Task goal >> Transcribe all records below exactly, without images.

═════ Data to process

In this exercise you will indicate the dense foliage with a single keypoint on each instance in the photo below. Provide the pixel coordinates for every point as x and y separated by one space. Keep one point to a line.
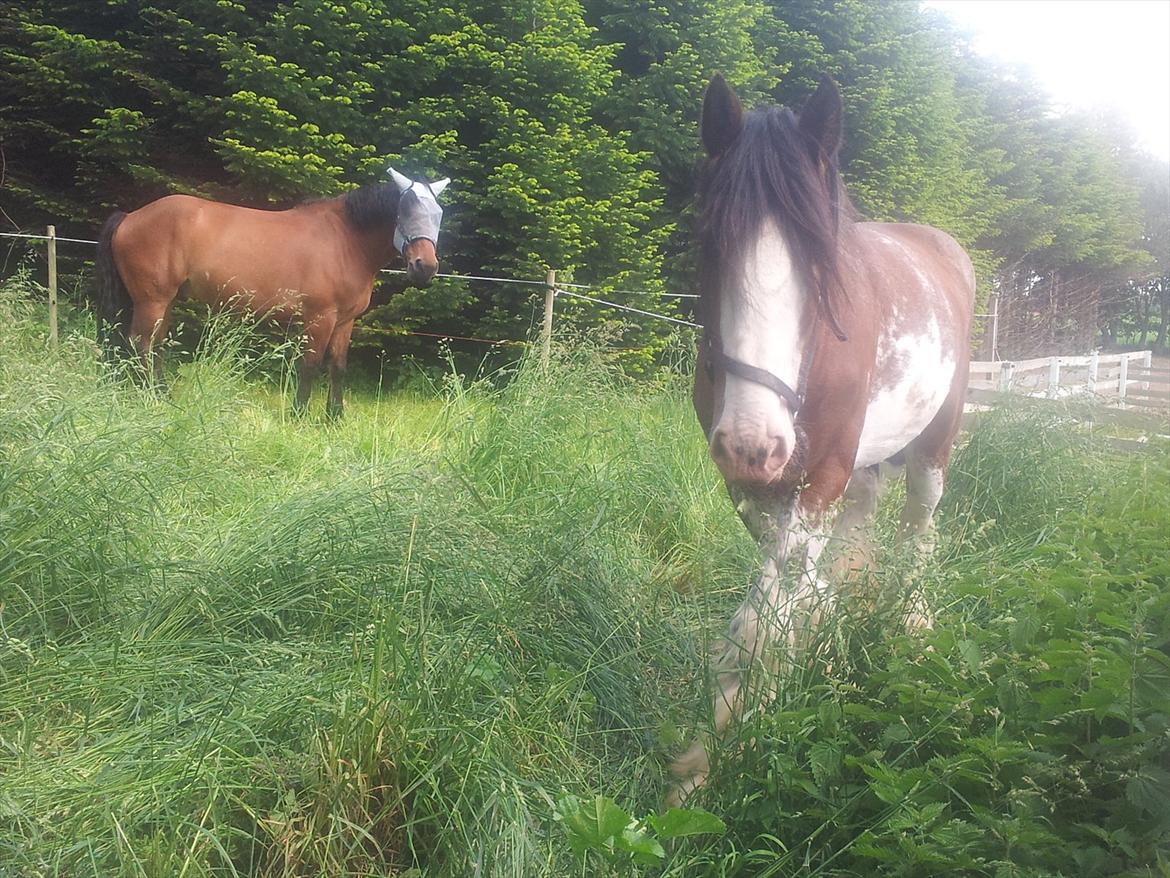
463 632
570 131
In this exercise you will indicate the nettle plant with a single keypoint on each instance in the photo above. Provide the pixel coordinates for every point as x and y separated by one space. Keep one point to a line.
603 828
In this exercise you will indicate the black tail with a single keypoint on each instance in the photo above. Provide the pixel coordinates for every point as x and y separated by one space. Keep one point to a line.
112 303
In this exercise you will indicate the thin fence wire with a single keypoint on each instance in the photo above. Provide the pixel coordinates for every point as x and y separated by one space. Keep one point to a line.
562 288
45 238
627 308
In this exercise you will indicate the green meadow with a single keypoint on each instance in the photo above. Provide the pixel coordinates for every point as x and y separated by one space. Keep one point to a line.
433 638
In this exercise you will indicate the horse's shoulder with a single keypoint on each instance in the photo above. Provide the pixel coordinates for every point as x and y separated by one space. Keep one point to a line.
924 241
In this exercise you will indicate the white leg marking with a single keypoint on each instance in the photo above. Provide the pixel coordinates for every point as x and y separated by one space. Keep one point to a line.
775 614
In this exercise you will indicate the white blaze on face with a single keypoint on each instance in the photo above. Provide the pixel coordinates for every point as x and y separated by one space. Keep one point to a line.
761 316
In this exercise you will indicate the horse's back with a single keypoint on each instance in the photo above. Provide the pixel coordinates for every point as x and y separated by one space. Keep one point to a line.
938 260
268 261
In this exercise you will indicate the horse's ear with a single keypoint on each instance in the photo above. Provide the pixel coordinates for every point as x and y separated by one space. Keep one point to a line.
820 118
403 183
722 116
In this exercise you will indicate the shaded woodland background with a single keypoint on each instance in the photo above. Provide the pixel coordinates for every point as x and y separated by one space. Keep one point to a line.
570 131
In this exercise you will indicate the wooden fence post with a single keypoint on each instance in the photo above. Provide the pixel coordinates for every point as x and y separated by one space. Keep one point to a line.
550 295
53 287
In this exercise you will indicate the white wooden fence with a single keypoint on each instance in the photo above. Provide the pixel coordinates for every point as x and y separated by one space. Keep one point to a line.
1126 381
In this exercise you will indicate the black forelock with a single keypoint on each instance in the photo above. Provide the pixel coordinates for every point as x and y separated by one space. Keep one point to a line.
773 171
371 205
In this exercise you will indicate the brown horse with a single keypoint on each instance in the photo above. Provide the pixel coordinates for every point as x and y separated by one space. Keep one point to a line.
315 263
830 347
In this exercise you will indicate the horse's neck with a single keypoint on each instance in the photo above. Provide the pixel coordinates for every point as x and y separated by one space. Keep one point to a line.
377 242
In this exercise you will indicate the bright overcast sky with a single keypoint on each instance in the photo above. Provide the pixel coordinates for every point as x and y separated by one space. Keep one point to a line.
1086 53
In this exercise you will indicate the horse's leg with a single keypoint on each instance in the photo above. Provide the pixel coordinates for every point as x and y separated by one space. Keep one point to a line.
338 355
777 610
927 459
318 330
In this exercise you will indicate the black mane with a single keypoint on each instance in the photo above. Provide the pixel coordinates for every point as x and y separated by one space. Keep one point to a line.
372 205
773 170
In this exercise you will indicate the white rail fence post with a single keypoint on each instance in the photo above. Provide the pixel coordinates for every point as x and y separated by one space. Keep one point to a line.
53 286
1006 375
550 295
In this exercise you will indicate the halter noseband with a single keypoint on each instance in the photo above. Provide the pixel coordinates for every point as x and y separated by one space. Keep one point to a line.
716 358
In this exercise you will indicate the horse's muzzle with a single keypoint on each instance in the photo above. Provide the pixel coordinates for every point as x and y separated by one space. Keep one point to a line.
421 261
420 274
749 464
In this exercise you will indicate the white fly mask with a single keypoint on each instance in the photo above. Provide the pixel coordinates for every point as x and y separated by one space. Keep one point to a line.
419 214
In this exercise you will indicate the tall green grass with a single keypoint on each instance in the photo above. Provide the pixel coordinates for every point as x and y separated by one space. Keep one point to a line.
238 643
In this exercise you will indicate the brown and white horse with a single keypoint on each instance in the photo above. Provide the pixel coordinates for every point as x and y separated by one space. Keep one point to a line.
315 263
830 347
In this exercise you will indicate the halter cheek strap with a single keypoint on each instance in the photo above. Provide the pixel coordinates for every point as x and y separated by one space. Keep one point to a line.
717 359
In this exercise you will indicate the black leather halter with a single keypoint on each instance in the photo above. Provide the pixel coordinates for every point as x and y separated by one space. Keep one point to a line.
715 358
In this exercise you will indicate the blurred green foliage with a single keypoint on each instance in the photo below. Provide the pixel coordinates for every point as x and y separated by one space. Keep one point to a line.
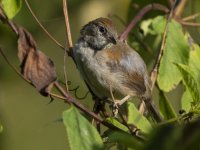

══════════

Output >>
In this exercise you will indicate the dense foliage with a single keypoint on each instance in the photo below. Provide the pixel coordinates for every point as x and y separated by one space. Keep one point to a line.
463 632
570 131
In this exercise you will indicate the nettle plant with a single keypoint on each instance in the photo above. Provide the pixel coordinates for every point as x and y separated by one space. Keep one point to a line.
603 828
In this exercise you will indicate the black tail with a single keypoint on each instance in the photo above. Provide the pixel coordinates for every point as x and y separated by one space. Keep one point to a line.
112 303
In this exercise you will indicate the thin fence wire with a single keypoint on each instance in the photo above. Provide the pixel coordinates for every point as x and y separated by one space. Keep one point to a line.
562 288
45 238
627 308
In this exercise you will indicate the green meadow with a single keypoint on each instance in the photo above. Provide the pixel coordinates for every point as x and y separated by one space. Keep one point to a line.
433 638
In this exercise you will indicate the horse's shoulder with a single keypoint on each instance in the photo above. Provide the pixel coordinates for every point as x and y separated by one space. Keep one point to a line.
924 241
In this exercise you will indicate the white leg marking with a single keypoint on each instance in the photo above. Provide the pixel coordinates for every point as x and y separated by one space. Keep one point to a line.
775 614
In this exercise you will indicate the white blaze on face with a single keypoint on each instance in the photo above. Provide the pixel coordinates for every point as x and y separated by one space. Keep one point to a line.
761 316
In this exercise you will indicate the horse's back with a single keypoint on each instance in the photo above. Provide the pixel coordinates for every point as x and y separated by one space. Keep one point to a line.
938 260
268 261
In this exercise you will indicate the horse's ear with a single keypoint on each instance in the photo above. Provide the pixel coordinates for every point as x and y separated by one space. Keep one point to a line.
820 118
403 183
722 116
In this exercise you will indicate the shaded woodland background with a single keypoint on each instance in the photo above. Provide the pixel coordinates for every point as x and y separated by one space. Keep one point to a line.
570 131
In this exercise you will indicate the wooden fence post with a single keypoint on each instance in the photo above. Provide the pixel coordinates for every point as x and y separated by one space. Keep one point to a line.
550 295
53 287
In this exercise you will indicate the white wooden fence with a single keypoint on each instance in the photo above. Provide the pixel coordinates for every point as x and y separated by one space. Keep one point to a line.
1126 381
In this exercise you will indicate the black forelock with a single keypoint on each instance in the photo above. Provide the pixel coordinates for every point as x and y separated by one space. Keep one point to a line.
773 171
371 205
In this exercise you will indicate the brown horse with a single keypoint on each instance in the photo above. Provide the pixel coordinates for every point as x and y separated by one space. Keep one point to a line.
315 263
830 347
In this exercise you will indicate the horse's neck with a single keypoint on each instance in the photo above. Provide the pixel coordinates for every point as x and y separated by one space. Keep one point to a line.
377 242
In this exercise you will indicate the bright overcast sky with a single keypoint on each instance in the photo above. Provide the pixel coordinates for every point as x and y separated by one space. Keep one point to a line.
1086 53
In this exercise you will indicate the horse's leg with a single keypoint on each instance in the photo above. Provide the pixel coordinates for every point as x and y separated by one space. Keep one point to a line.
338 355
777 610
927 459
318 330
In this exercise you will indicate the black mane with a single keypoint on each instance in the photo above. Provide the pixel coordinates for every point as x and y separated by one space. Keep one point to a line.
372 205
773 170
In this exercise you will indicate the white rail fence post with a single keypoint on each instance in the photo above. Provide the pixel coordinates for every point as x and y separated by one space. Keep one point to a line.
53 286
1006 375
550 295
In this exercise you will indicate the halter noseband with a single keypoint on each instance in the photo above. Provide the pixel coordinates for every point as x and y separated by one space. Keep one point to a line.
716 358
In this exercise you will indicate the horse's muzzle with a single keypoint on each instance in the photo above. Provide the pixel coordinates for every point as x and y separated by one space. Keep one point to a line.
421 261
420 274
749 464
In this exercise you will indicate the white fly mask with a single keypoint on each instance in the photo above. Provide the pixel coordinates for every point as x and y separated by one space. Keep one point to a line.
419 214
In this exercise you will indicate the tall green grass with a single keypoint on each instance in the photo above. Provide the pixel coordinates for every point as x and y separated by one space. Keep one point to a line.
238 643
In this exercise you will indicate the brown and white horse with a single keypoint on each instance in the photo above. Provide the pixel coordinates for every point as x and y separated by one space. Keep one point to a line.
315 263
830 347
In this exercise you will indicate the halter cheek strap with a single keypoint on each instance in the photo above. Provide the pixel coordinates for every point as x and y separated by one space. Keep one point to a line.
717 359
In this exercise you will indicate the black leather halter with a single keypoint on each instance in the photo above. Provide the pixel coordinates for every point as x and y separated by one space. Keep one point to a line.
715 358
In this exercise you will indicate the blurred green foliage with a single keypoint on each instance in the photo below. Provide the pixel coordinates for every point as x and y separated by one space. Keep one point to a line.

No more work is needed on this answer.